Cancer survival rates give an indication of successful service provision, and variations could indicate practice that may need to be investigated further.

One year cancer survival is defined as the proportion of individuals that survive for a year after diagnosis, in this case for individuals diagnosed in 2014. One year cancer survival is 68% for NHS Blackpool CCG patients. This is not significantly different to the England average of 70%. One year cancer survival, for NHS Blackpool CCG patients, has improved significantly and in line with the improvement seen nationally, rising from 59% in 2002.

The report Cancer and equality: key metrics 2015 (Public Health England, 2015) states that, in England:

    • Relative survival by age highlights the poorer relative survival rates for older cancer patients. For the four main cancers, those aged over 75 have significantly poorer survival rates than younger age groups.

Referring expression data
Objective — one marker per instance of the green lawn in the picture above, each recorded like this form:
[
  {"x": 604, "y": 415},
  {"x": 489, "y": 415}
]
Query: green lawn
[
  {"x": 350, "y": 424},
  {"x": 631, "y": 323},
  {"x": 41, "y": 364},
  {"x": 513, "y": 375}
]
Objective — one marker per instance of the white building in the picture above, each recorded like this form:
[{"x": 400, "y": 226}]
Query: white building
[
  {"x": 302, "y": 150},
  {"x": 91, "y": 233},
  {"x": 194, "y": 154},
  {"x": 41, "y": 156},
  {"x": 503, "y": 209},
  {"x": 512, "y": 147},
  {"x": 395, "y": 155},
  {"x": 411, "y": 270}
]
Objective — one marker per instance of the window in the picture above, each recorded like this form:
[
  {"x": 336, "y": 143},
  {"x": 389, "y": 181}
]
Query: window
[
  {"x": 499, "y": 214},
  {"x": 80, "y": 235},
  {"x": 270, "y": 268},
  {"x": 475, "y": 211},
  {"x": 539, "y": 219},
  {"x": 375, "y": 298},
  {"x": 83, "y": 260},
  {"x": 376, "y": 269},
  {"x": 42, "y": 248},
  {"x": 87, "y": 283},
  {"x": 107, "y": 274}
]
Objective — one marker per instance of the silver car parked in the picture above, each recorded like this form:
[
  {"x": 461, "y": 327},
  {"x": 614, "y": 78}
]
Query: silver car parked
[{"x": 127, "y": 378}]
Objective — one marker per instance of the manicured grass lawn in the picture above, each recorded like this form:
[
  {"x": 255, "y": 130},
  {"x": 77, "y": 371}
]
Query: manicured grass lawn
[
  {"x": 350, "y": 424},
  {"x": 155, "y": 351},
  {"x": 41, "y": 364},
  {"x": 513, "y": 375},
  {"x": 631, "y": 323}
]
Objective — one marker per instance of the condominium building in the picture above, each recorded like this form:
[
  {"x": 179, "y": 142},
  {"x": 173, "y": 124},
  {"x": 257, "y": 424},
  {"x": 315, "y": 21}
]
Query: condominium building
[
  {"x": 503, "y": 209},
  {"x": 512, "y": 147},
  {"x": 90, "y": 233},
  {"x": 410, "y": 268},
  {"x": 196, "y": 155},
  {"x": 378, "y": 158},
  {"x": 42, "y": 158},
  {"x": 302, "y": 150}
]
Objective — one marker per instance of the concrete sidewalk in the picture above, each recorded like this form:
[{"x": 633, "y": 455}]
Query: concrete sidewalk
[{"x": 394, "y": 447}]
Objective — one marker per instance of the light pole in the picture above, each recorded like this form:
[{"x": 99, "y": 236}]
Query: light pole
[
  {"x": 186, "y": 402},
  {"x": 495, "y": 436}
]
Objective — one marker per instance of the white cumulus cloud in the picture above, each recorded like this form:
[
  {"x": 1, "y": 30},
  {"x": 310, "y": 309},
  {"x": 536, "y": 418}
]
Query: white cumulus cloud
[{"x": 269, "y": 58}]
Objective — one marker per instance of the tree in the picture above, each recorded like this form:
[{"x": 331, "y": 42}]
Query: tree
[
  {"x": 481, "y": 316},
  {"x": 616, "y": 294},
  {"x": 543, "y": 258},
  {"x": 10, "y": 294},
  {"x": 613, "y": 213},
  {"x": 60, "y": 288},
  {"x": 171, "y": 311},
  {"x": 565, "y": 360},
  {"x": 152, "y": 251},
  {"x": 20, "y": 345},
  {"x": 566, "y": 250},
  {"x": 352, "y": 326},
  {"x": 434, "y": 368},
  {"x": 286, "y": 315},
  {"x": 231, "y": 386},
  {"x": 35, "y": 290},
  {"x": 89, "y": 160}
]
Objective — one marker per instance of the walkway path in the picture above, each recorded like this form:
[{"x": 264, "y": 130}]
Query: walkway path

### Task list
a: Retype the cancer survival text starting at "One year cancer survival is defined" and ending at "younger age groups.".
b: List every percentage figure given in the cancer survival text.
c: Carry on the cancer survival text from the point where it stops.

### Written responses
a:
One year cancer survival is defined as the proportion of individuals that survive for a year after diagnosis, in this case for individuals diagnosed in 2014. One year cancer survival is 68% for NHS Blackpool CCG patients. This is not significantly different to the England average of 70%. One year cancer survival, for NHS Blackpool CCG patients, has improved significantly and in line with the improvement seen nationally, rising from 59% in 2002.

The report Cancer and equality: key metrics 2015 (Public Health England, 2015) states that, in England:

    • Relative survival by age highlights the poorer relative survival rates for older cancer patients. For the four main cancers, those aged over 75 have significantly poorer survival rates than younger age groups.

b: 68%, 70%, 59%

c:
    • Survival is higher for females than males with lung cancer and melanoma. Male colorectal cancer patients have better survival rates than females.
    • Residents of more deprived areas have worse survival for colorectal, lung and ovarian cancer.

Summary of cancer incidence, mortality and survival in Blackpool

Figure 4 shows the most common types of cancer and summarises incidence, mortality and survival rates using directly standardised rates per 100,000 resident population.

Figure 4 - Summary of cancer incidence, mortality and survival in Blackpool

 

Cancer and equality

The report Cancer and equality: key metrics 2015 (Public Health England, 2015) explores where there are differences between groups in aspects of cancer patients' diagnosis, care and outcomes. The report states that, in England:

    • Inequalities in cancer incidence in relation to socio-economic deprivation are one of the major concerns.
    • Cancer mortality in the most deprived populations are 50% higher than in the least deprived.
    • Emergency presentations, a marker of late diagnosis and worse prognosis, increases with age and has a clear socioeconomic gradient that worsens with deprivation.
    • Patient surveys consistently identify a need for easier to understand information for patients across all age groups, and especially amongst younger cancer patients.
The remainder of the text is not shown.